J’ai toujours aimé les prods de Gabor Schablitzki, alias Robag Wruhme, en solo ou au sein de son vrai-faux duo, les Wighnomy Brothers. Sans parler de ses mixes qui, même en pleine période minimale, ont toujours eu ce petit quelque chose en plus, une sorte d’intelligence mélodique assez impressionnante. Mais de là à voir ce vieux de la vieille de la techno allemande sortir un tel disque, il restait encore un grand pas à franchir. Car Thora Vukk - sorti sur Pampa, le label d’un autre génie électronique, DJ Koze - m’a mis une bonne claque dans la tronche dès les premières minutes. C’est son deuxième véritable album en presque 15 ans de carrière, et on sent bien qu’il a mis tout son amour dans sa conception, qui a exigé 6 mois de travail. Le résultat est fantastique, de la première à la dernière note. On y retrouve les orientations minimal/micro-house habituelles du bonhomme, mais dans une atmosphère moins loufoque et plus posée qu’à l’accoutumée.
Même si ses tracks restent percussifs et à peu près dansants, Wruhme s’est de toute évidence concentré sur les mélodies, en faisant la part belle au piano et aux cordes, notamment. Malgré quelques percées soulful et jazzy, le climat général de Thora Vukk fait penser à une rencontre entre la house élégante de labels allemands comme Dial ou Kompakt et la musique classique moderne de Max Richter, voire celle de Camille Saint-Saëns ou Debussy. Une certaine sérénité s’en dégage, parfois troublée par des accès de mélancolie à vous bloquer la petite boule dans la gorge. C’est un compagnon idéal pour les interminables jours de pluie, ou pour les voyages au long cours.

(Données extraites d'une collection)
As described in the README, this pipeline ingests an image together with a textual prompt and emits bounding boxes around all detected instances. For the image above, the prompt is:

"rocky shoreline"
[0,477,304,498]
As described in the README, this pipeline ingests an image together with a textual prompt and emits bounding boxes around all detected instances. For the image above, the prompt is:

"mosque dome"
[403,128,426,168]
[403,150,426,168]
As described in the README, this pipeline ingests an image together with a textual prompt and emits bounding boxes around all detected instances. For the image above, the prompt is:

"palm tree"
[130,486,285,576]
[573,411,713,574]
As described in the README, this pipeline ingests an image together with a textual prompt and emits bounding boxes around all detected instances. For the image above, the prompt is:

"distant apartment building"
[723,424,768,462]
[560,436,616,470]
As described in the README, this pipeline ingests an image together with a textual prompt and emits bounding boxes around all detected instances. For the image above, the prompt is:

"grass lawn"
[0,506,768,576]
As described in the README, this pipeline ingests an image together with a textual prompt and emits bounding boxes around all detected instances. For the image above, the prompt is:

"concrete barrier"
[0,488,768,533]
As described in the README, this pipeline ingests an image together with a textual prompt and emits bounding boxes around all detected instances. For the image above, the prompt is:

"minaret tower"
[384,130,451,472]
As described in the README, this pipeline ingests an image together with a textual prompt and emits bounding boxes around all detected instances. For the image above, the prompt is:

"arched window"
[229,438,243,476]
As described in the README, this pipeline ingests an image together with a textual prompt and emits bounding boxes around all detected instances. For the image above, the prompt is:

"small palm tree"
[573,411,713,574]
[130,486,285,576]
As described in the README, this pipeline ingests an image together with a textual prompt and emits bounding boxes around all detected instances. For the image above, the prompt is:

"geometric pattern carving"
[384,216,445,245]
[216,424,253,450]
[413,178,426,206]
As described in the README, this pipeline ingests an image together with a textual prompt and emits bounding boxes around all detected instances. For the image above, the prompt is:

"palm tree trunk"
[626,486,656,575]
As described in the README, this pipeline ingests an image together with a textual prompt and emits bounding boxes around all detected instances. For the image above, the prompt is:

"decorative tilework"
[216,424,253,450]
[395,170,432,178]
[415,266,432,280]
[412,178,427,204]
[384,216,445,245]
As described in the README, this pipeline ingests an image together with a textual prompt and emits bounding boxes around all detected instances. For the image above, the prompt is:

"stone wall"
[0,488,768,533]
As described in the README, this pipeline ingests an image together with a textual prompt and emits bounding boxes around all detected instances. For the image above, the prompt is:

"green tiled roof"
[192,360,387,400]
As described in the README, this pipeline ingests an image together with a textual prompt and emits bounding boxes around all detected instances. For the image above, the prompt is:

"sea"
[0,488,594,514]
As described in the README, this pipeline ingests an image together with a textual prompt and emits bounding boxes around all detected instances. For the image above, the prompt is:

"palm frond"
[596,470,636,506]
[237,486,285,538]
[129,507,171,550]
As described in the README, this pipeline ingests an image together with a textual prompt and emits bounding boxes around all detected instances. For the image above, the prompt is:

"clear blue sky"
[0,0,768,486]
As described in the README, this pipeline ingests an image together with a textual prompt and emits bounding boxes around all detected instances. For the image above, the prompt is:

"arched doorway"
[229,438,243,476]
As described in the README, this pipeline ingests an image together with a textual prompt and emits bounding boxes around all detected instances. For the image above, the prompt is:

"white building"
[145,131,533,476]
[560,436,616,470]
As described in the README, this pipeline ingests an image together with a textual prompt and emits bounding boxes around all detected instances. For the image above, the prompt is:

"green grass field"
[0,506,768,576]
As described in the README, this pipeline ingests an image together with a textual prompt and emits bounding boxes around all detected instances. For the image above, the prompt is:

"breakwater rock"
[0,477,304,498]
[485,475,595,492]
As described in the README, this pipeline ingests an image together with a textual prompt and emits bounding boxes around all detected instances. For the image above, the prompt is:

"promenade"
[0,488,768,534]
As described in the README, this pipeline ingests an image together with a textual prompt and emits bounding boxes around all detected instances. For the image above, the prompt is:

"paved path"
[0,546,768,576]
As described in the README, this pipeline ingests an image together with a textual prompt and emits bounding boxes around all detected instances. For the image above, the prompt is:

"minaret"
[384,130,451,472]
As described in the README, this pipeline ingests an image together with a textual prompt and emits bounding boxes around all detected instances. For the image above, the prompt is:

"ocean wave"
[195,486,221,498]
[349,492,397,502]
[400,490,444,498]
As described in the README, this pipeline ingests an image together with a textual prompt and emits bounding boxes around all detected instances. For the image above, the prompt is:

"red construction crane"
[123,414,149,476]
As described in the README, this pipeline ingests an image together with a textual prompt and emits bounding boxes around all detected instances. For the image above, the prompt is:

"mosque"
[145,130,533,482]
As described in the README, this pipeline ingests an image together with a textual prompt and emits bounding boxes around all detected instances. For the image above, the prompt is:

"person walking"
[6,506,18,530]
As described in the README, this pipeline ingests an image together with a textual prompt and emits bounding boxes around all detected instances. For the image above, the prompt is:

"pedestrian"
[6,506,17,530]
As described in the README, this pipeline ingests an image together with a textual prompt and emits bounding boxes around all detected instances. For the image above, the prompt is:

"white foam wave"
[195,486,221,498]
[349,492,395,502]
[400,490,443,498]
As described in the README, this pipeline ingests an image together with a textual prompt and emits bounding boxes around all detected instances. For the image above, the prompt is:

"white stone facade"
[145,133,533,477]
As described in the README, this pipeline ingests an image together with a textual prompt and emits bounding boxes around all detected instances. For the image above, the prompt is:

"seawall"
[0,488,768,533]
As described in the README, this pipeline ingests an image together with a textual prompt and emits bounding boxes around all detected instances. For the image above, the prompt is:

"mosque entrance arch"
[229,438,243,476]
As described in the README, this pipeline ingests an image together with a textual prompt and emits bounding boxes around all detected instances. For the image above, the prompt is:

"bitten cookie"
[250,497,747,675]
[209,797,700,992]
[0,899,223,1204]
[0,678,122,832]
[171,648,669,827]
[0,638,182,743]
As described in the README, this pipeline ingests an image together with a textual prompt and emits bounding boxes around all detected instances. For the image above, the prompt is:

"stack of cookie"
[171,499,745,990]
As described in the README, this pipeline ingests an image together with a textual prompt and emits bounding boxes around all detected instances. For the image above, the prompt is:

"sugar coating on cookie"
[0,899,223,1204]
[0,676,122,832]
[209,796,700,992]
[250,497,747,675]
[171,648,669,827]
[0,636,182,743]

**Consigne**
Poursuivez la critique de l'album Thora Vukk après sa dernière phrase.

**Réponse**
Voilà donc un album de house au feeling quasi-exclusivement européen, qui ne cite ni Detroit, ni Chicago – ou alors de façon très allusive. L’abondance de field recordings (sons de pluie, voix d’enfants, tintements de verres…) et le côté carillonnant de plusieurs tracks évoquent Pantha Du Prince ou John Roberts. Le groove techno tendu et déviant de "Bommsen Boff "rappelle DJ Koze, et ce n’est pas un hasard puisqu’il a participé aux arrangements du titre. On retrouve ailleurs ("Wupp Dek", "Tulpa Ovi"…) des traces de la micro-house du Britannique Matthew Herbert, dont l’influence est décidément énorme sur les productions actuelles. Mais Thora Vukk reste une œuvre éminemment intime et singulière, sans doute celle où le producteur de Jena, en ex-Allemagne de l’Est, a le mieux exprimé sa personnalité profonde.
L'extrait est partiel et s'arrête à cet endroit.